Required work:
Put the data below into a JSON list of strings, one string per line and no blank lines. Cover only the lines from the start of the data through the line holding "point(239, 214)", inclusive, and leave the pictures out.

┄┄┄┄┄┄┄┄┄┄

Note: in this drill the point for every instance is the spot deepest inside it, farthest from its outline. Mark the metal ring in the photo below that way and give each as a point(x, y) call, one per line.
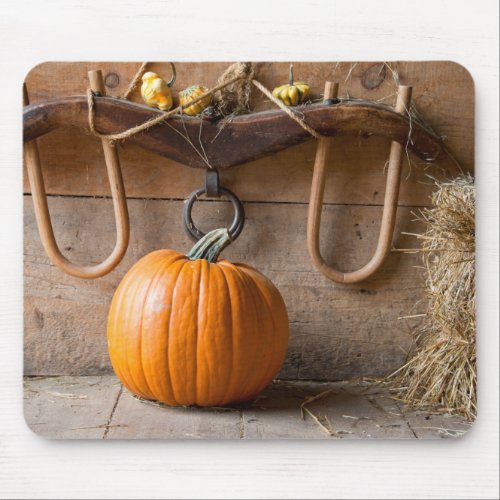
point(239, 214)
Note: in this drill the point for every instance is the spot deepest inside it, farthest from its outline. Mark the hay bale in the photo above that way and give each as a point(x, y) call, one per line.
point(442, 373)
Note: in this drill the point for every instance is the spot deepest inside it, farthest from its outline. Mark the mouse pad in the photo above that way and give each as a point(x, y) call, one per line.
point(249, 250)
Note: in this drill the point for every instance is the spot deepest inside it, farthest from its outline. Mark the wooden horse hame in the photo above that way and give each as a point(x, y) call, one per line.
point(243, 138)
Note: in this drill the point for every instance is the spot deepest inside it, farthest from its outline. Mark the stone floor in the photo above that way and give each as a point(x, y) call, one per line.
point(99, 408)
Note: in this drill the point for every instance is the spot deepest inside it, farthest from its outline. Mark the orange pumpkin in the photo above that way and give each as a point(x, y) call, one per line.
point(188, 330)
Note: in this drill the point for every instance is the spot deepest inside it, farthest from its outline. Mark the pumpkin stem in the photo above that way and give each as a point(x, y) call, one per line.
point(210, 246)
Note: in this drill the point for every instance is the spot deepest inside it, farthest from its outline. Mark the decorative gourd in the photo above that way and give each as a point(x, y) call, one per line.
point(188, 330)
point(190, 94)
point(155, 92)
point(292, 93)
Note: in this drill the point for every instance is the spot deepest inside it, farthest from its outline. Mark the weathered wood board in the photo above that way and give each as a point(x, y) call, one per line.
point(96, 408)
point(70, 408)
point(356, 173)
point(337, 331)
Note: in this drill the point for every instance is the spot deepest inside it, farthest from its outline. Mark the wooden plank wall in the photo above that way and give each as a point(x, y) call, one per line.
point(337, 331)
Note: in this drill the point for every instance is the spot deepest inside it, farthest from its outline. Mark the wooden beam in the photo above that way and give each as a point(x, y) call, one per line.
point(235, 141)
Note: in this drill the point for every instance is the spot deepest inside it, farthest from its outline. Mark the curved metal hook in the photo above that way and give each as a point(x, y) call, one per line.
point(42, 214)
point(390, 200)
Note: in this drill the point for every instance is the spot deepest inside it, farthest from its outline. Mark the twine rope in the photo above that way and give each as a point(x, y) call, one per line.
point(166, 115)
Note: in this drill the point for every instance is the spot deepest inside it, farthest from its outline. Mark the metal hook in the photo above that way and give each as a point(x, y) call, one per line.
point(390, 200)
point(42, 214)
point(213, 189)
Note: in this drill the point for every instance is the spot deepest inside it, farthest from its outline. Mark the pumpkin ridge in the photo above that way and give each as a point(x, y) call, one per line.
point(258, 303)
point(245, 386)
point(166, 262)
point(270, 317)
point(152, 280)
point(271, 314)
point(220, 269)
point(167, 325)
point(169, 330)
point(123, 361)
point(132, 369)
point(201, 265)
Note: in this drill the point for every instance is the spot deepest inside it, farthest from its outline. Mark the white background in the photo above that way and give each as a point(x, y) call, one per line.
point(32, 32)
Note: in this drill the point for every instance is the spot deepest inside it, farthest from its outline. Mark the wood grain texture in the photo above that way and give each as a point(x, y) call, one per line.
point(198, 143)
point(135, 419)
point(337, 331)
point(97, 408)
point(32, 467)
point(70, 408)
point(359, 163)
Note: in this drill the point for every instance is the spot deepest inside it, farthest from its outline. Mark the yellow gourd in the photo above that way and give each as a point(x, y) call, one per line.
point(191, 93)
point(292, 93)
point(156, 92)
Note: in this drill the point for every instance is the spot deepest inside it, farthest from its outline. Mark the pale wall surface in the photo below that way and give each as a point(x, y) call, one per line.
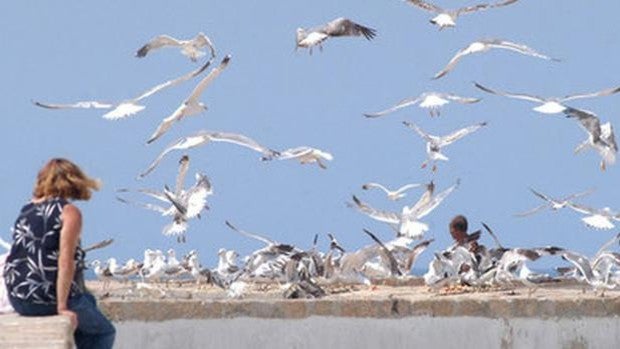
point(332, 332)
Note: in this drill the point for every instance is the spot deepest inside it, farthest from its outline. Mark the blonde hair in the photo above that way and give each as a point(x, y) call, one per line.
point(62, 178)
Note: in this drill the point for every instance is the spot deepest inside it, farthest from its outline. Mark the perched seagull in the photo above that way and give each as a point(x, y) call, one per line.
point(393, 195)
point(191, 105)
point(435, 143)
point(447, 18)
point(190, 48)
point(597, 218)
point(304, 154)
point(550, 105)
point(600, 137)
point(205, 137)
point(432, 101)
point(127, 107)
point(338, 27)
point(485, 45)
point(551, 203)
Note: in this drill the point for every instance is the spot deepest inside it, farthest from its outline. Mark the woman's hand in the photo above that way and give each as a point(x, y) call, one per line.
point(72, 316)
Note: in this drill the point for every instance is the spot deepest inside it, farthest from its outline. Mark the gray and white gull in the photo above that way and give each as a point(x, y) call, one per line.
point(432, 101)
point(308, 38)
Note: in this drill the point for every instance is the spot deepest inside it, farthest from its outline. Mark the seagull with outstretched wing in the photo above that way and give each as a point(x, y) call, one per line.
point(206, 137)
point(551, 203)
point(393, 195)
point(191, 105)
point(435, 143)
point(127, 107)
point(596, 218)
point(190, 48)
point(336, 28)
point(303, 154)
point(549, 105)
point(432, 101)
point(485, 45)
point(600, 137)
point(447, 18)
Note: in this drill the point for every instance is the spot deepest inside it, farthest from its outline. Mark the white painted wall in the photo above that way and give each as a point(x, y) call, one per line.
point(333, 332)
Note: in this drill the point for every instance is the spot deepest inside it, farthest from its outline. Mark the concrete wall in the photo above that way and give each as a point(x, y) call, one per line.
point(339, 332)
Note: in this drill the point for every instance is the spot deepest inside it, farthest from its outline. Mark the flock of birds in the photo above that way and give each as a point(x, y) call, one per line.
point(303, 271)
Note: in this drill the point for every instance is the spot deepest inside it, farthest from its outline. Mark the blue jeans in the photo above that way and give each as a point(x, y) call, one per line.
point(94, 330)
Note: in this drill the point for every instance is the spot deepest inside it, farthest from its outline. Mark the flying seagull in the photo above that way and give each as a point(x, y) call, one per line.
point(393, 195)
point(304, 154)
point(551, 203)
point(432, 101)
point(190, 48)
point(408, 221)
point(191, 105)
point(338, 27)
point(435, 143)
point(485, 45)
point(205, 137)
point(600, 137)
point(127, 107)
point(550, 105)
point(447, 18)
point(597, 218)
point(182, 204)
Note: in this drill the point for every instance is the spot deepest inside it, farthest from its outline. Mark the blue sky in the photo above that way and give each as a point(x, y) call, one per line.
point(283, 98)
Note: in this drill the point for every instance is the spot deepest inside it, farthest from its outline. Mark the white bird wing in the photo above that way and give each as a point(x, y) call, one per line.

┄┄┄┄┄┄┄┄┄┄

Task solution:
[
  "Note: in this drill the point for every instance is the spot deepest inside it, farthest from its outline. Mark the metal ring in the photo below that way and give each as a point(x, y) call, one per line.",
  "point(239, 214)"
]